EXERCISE BRIEF → Copy the lines from the one containing "Find the boy" through the last line, inclusive, replacing "black shirt" with "dark shirt" and leaving everything else unchanged.

ENTRIES SUPPLIED →
#####

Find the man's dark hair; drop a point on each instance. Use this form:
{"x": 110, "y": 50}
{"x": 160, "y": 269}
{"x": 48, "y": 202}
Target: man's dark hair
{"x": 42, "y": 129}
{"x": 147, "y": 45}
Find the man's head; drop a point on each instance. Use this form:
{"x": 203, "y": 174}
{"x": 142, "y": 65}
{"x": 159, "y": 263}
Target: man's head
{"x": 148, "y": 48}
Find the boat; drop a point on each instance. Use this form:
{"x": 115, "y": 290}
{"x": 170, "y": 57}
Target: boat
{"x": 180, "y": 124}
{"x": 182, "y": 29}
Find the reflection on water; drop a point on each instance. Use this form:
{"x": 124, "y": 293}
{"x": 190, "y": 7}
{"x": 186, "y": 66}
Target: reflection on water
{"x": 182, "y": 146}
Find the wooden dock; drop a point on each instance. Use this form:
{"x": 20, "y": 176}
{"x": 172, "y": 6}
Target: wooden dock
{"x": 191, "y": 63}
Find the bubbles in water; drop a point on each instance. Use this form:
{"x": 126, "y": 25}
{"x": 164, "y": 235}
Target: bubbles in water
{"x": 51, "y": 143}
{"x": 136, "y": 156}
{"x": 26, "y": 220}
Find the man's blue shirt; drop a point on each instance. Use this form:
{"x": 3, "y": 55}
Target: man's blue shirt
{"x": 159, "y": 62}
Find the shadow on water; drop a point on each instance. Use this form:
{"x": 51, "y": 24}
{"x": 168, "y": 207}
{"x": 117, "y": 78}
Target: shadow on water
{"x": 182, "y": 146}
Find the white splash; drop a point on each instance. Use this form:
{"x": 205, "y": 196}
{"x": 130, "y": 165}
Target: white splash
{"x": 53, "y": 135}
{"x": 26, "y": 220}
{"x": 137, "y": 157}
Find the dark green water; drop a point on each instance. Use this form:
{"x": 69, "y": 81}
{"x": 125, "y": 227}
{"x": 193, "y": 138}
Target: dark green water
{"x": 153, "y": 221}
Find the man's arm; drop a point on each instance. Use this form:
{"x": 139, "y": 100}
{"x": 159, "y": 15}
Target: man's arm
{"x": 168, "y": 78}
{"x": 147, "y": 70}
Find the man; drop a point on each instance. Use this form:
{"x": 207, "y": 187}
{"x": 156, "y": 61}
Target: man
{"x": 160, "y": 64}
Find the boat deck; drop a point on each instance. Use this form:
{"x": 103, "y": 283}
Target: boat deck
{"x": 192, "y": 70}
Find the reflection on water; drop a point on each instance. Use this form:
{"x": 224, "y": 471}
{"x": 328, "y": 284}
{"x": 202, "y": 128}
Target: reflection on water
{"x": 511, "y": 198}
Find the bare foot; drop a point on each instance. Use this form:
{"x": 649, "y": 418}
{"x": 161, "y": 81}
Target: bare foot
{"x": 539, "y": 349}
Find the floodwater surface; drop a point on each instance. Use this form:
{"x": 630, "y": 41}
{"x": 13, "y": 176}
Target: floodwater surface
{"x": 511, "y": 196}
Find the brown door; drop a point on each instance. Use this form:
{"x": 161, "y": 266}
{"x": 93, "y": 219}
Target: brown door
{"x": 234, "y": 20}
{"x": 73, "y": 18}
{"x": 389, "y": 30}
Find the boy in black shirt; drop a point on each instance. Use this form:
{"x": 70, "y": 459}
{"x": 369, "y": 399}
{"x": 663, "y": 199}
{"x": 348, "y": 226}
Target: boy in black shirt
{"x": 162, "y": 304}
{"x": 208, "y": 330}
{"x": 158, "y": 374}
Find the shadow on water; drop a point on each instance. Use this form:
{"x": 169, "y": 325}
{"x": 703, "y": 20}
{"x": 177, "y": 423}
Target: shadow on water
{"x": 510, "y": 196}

#####

SOLUTION TO THE PROBLEM →
Find the boy in dark shirt; drop a point on each instance. Use this form:
{"x": 70, "y": 459}
{"x": 369, "y": 399}
{"x": 663, "y": 199}
{"x": 348, "y": 226}
Target: boy in dark shirt
{"x": 162, "y": 304}
{"x": 208, "y": 330}
{"x": 158, "y": 374}
Find the shadow on water; drop a point on each instance. Use this form:
{"x": 169, "y": 325}
{"x": 703, "y": 20}
{"x": 177, "y": 423}
Target: shadow on water
{"x": 510, "y": 196}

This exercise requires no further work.